**Stated problem**
Could you lay out all the material below as a Markdown table with a Row column numbering each line and a Line column holding its text, leaving out blank lines?

**Input**
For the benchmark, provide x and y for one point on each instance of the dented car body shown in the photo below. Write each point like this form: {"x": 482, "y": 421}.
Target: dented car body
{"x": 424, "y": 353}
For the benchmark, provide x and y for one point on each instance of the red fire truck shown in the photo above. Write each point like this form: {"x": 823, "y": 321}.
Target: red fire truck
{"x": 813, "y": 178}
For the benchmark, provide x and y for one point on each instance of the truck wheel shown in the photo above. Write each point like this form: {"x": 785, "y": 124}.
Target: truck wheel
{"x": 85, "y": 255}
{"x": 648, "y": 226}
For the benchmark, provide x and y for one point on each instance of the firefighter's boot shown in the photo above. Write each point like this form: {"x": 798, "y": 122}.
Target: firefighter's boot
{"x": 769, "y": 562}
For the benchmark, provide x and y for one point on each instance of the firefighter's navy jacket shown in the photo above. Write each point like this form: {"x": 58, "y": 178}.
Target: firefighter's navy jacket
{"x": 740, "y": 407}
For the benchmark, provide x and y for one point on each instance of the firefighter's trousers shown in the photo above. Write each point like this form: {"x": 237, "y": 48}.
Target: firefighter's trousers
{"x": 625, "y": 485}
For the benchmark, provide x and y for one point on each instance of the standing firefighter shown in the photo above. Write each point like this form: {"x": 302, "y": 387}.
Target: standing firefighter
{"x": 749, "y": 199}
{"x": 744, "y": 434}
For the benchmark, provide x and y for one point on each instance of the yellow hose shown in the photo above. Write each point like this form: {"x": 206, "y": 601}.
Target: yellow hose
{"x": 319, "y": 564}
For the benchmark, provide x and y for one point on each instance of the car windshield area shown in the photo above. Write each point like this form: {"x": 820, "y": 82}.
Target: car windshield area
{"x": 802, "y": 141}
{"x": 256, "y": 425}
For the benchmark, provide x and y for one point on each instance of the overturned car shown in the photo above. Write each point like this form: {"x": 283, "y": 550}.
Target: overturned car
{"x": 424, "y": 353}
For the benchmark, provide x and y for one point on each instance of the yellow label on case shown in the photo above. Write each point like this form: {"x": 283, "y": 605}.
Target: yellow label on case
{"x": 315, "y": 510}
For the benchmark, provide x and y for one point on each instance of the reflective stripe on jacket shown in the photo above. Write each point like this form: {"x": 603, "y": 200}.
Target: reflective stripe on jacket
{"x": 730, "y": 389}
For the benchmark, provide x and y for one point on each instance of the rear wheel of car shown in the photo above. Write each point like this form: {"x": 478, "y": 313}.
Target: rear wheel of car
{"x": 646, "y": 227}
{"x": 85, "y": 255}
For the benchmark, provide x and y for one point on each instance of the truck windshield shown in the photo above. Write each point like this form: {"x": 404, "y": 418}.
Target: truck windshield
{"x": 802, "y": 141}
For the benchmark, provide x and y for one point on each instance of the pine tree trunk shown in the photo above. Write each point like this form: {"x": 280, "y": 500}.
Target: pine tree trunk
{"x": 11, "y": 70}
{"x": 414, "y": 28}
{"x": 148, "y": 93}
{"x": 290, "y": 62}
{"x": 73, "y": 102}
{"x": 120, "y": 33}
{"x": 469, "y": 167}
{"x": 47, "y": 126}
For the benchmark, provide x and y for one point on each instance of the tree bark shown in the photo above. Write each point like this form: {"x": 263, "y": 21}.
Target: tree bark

**Complete answer**
| Row | Line |
|---|---|
| 1 | For the benchmark, provide x and y for one point on each instance of the dented car body shown in the photo below. Write each point like this form: {"x": 482, "y": 421}. |
| 2 | Target: dented car body |
| 3 | {"x": 424, "y": 353} |
| 4 | For the benchmark, provide x and y for one point on each instance of the red fire truck shown in the photo above. Write each point like this form: {"x": 823, "y": 321}. |
| 5 | Target: red fire truck |
| 6 | {"x": 813, "y": 178} |
| 7 | For the benchmark, provide x and y for one point on each instance of the truck wheel shown in the photo above. Write each point like this form: {"x": 785, "y": 124}. |
| 8 | Target: truck wheel |
| 9 | {"x": 85, "y": 255} |
| 10 | {"x": 648, "y": 226} |
| 11 | For the benchmark, provide x and y for one point on each instance of the firefighter's boot shown in the photo above. Write each point like this form: {"x": 798, "y": 122}. |
| 12 | Target: firefighter's boot |
| 13 | {"x": 769, "y": 562} |
| 14 | For the benchmark, provide x and y for one point on each instance of the firefighter's navy jacket shown in the photo above. Write each point like this form: {"x": 58, "y": 178}. |
| 15 | Target: firefighter's navy jacket |
| 16 | {"x": 740, "y": 407} |
| 17 | For the benchmark, provide x and y for one point on each instance of the firefighter's trousers shown in the photo above. Write each point like this form: {"x": 237, "y": 48}. |
| 18 | Target: firefighter's trousers |
| 19 | {"x": 625, "y": 485} |
| 20 | For the benchmark, provide x and y for one point on each instance of the standing firefighter shown in the photo above. Write each point like this form: {"x": 302, "y": 387}. |
| 21 | Target: standing firefighter |
| 22 | {"x": 749, "y": 199} |
| 23 | {"x": 744, "y": 434} |
| 24 | For the benchmark, provide x and y for one point on each instance of the yellow hose shown in the photo above. Write each point like this form: {"x": 206, "y": 601}. |
| 25 | Target: yellow hose |
| 26 | {"x": 319, "y": 564} |
| 27 | For the benchmark, provide x and y for one point on each instance of the car windshield area shown in the photo above. Write each point like this form: {"x": 820, "y": 82}. |
| 28 | Target: car windshield area |
| 29 | {"x": 802, "y": 141} |
| 30 | {"x": 256, "y": 425} |
| 31 | For the benchmark, provide x and y for one point on each instance of the overturned car shown in the photo above. Write each point like this form: {"x": 283, "y": 550}. |
| 32 | Target: overturned car |
| 33 | {"x": 424, "y": 353} |
| 34 | For the benchmark, provide x and y for one point on each instance of the yellow label on case shown in the photo above. Write each point like this form: {"x": 283, "y": 605}. |
| 35 | Target: yellow label on case |
| 36 | {"x": 315, "y": 510} |
| 37 | For the benchmark, provide x and y for one point on each instance of the reflective stripe on jacket shown in the photo above. Write each point like this form: {"x": 603, "y": 200}. |
| 38 | Target: reflective stripe on jacket |
| 39 | {"x": 730, "y": 389} |
| 40 | For the benchmark, provide x and y for one point on each instance of the rear wheel of car shown in the photo above. Write each point like this form: {"x": 478, "y": 313}. |
| 41 | Target: rear wheel of car |
| 42 | {"x": 646, "y": 227} |
| 43 | {"x": 85, "y": 255} |
| 44 | For the benchmark, provide x and y for one point on each instance of the truck windshield shown in the photo above. Write each point like this form: {"x": 404, "y": 418}. |
| 45 | Target: truck windshield |
| 46 | {"x": 802, "y": 141} |
| 47 | For the benchmark, provide x and y for one point on each instance of the pine tree trunk shown in the photo above. Write each point like this form: {"x": 280, "y": 500}. |
| 48 | Target: pine tree trunk |
| 49 | {"x": 11, "y": 70} |
| 50 | {"x": 414, "y": 28} |
| 51 | {"x": 148, "y": 93} |
| 52 | {"x": 290, "y": 62} |
| 53 | {"x": 73, "y": 102} |
| 54 | {"x": 120, "y": 33} |
| 55 | {"x": 469, "y": 167} |
| 56 | {"x": 47, "y": 126} |
| 57 | For the benchmark, provide x and y for one point on each instance of the tree bark shown in the photo above. Write each point like this form: {"x": 263, "y": 21}. |
| 58 | Target: tree bark |